Dotychczas nasza oferta opierała się głównie na sprzedaży w punktach stacjonarnych co w obliczu pandemii okazało się niewystarczające. Powszechnie panująca sytuacja była dla nas motywatorem do uruchomienia sklepu internetowego www.czekoladaszorski.pl. Sprzedaż internetowa oraz realizacja dowozów do klientów okazały się strzałem w dziesiątkę. Klienci są zachwyceni nową formą sprzedaży, spotkaliśmy się z wieloma pozytywnymi opiniami zarówno na temat funkcjonowania naszego sklepu jak i sposobie realizacji dostaw. Bez wątpienia ten sposób sprzedaży wymusił na nas dużo zmian organizacyjnych, ale dzięki temu mogliśmy zapewnić pracę naszym pracownikom i utrzymać dobre relacje z klientami.

━━━

**ZADANIE 1:** Wyjaśnij na podstawie tekstu źródłowego, dlaczego uruchomiono sklep internetowy www.czekoladaszorski.pl.
**ZADANIE 2:** Wymień wszystkie formy sprzedaży lub dostarczania oferty klientom, o których mowa w tekście źródłowym.

━━━

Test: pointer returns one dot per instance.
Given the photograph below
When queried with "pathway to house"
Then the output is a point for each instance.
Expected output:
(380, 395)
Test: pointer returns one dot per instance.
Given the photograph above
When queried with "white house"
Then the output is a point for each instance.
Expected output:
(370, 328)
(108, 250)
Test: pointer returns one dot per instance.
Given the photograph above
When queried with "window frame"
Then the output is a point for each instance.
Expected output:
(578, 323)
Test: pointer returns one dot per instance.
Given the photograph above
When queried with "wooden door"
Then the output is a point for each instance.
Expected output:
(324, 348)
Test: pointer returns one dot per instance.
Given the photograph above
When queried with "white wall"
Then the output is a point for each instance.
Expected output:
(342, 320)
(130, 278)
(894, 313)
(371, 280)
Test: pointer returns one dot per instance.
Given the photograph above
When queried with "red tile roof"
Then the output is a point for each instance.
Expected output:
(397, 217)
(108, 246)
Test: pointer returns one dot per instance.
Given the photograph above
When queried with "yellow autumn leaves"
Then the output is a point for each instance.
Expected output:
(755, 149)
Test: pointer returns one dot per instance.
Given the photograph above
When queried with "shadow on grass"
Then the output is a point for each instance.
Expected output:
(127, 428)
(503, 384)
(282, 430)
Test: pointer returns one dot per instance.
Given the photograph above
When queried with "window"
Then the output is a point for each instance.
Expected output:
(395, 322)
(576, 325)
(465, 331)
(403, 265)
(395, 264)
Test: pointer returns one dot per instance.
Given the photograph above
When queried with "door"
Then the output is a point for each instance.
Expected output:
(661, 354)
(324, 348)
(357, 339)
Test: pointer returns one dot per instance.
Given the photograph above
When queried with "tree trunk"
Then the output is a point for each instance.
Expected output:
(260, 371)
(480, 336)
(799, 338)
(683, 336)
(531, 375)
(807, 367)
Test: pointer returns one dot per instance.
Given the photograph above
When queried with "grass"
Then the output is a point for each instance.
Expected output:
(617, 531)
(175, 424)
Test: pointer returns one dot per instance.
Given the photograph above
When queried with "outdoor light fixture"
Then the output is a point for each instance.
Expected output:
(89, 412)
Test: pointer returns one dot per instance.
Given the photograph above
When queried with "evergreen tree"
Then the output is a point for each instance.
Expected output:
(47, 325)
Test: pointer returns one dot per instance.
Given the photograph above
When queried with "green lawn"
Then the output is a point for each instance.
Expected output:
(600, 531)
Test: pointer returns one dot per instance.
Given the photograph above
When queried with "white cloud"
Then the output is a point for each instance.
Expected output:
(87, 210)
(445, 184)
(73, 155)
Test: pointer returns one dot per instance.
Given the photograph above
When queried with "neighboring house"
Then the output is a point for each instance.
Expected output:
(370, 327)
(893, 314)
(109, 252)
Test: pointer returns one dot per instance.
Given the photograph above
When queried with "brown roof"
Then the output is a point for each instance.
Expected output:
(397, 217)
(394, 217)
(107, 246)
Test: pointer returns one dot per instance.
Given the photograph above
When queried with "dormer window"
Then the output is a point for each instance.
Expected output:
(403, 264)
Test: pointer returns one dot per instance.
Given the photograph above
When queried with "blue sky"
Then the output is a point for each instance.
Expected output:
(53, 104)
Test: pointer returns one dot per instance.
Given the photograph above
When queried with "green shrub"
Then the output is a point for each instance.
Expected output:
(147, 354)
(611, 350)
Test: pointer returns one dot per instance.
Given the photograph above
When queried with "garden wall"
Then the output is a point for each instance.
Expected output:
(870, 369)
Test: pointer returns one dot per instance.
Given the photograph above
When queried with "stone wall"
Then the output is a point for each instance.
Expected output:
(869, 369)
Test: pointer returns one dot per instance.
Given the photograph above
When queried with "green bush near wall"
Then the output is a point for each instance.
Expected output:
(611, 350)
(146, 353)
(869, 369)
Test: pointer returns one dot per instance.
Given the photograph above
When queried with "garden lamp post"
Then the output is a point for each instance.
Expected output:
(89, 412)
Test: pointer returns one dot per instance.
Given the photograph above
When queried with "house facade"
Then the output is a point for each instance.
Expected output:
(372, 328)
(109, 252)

━━━

**ROZWIĄZANIE PISEMNE 1:** Dotychczasowa oferta opierała się głównie na sprzedaży w punktach stacjonarnych, a w obliczu pandemii okazało się to niewystarczające. Panująca sytuacja stała się więc motywatorem do uruchomienia sklepu internetowego.

**ROZWIĄZANIE PISEMNE 2:**
- sprzedaż w punktach stacjonarnych
- sprzedaż internetowa (sklep www.czekoladaszorski.pl)
- dowozy do klientów